▶ _EXERCISE_
Type out each record word for word. Pictures stay out.

▶ _EXERCISE DATA_
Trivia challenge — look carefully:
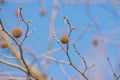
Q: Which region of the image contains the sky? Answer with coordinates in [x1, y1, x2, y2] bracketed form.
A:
[0, 0, 120, 80]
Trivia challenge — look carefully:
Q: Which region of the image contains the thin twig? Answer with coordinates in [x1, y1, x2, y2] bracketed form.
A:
[0, 77, 30, 80]
[19, 7, 31, 45]
[44, 0, 59, 74]
[73, 16, 99, 43]
[54, 17, 89, 80]
[59, 63, 71, 80]
[17, 7, 32, 80]
[0, 7, 47, 80]
[101, 40, 117, 80]
[116, 75, 120, 80]
[73, 44, 95, 74]
[0, 59, 27, 72]
[0, 8, 32, 80]
[45, 56, 69, 64]
[0, 52, 19, 59]
[0, 19, 19, 45]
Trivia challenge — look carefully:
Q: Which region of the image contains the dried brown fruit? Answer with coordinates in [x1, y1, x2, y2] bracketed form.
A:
[60, 35, 69, 44]
[71, 78, 75, 80]
[93, 38, 99, 46]
[12, 28, 22, 38]
[0, 41, 8, 48]
[40, 9, 46, 15]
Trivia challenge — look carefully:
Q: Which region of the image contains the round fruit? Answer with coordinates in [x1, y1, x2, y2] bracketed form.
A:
[0, 41, 8, 48]
[93, 38, 99, 46]
[12, 28, 22, 38]
[60, 35, 69, 44]
[40, 9, 46, 15]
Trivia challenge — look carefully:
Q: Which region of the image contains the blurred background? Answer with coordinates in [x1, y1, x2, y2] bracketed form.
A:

▶ _EXERCISE RESPONSE_
Trivia challenge — look carefully:
Q: Which region of the image contains the sky? Answer with coordinates in [x1, y1, x2, y2] bracketed form.
A:
[0, 0, 120, 80]
Trivia challenge — look carefully:
Q: Which region of the image contains the thin twig? Answer with coordinates in [x1, y1, x2, y2] bracketed form.
A:
[0, 77, 30, 80]
[19, 7, 31, 45]
[44, 0, 59, 74]
[73, 16, 99, 43]
[54, 17, 89, 80]
[59, 63, 71, 80]
[17, 7, 32, 80]
[0, 7, 47, 80]
[101, 40, 117, 80]
[116, 75, 120, 80]
[73, 44, 95, 74]
[0, 59, 27, 72]
[0, 8, 32, 80]
[45, 56, 69, 64]
[0, 52, 19, 59]
[0, 19, 19, 45]
Trivia challenge — look carefully:
Q: Which region of the image contains the dried brown fruit? Answer with coordinates in [x1, y1, x2, y2] bracketed form.
A:
[60, 35, 69, 44]
[71, 78, 75, 80]
[93, 38, 99, 46]
[12, 28, 22, 38]
[0, 41, 8, 48]
[40, 9, 46, 15]
Trivia challenge — look carefully:
Q: Which region of the image contains the round fruit? Answer with coordinates in [x1, y1, x2, y2] bracketed form.
A:
[0, 41, 8, 48]
[93, 38, 99, 46]
[12, 28, 22, 38]
[60, 35, 69, 44]
[40, 9, 46, 15]
Trivia challenge — look carefully:
Q: Which region of the image contains the blurred background? Answer with coordinates in [x1, y1, x2, y2] bracketed form.
A:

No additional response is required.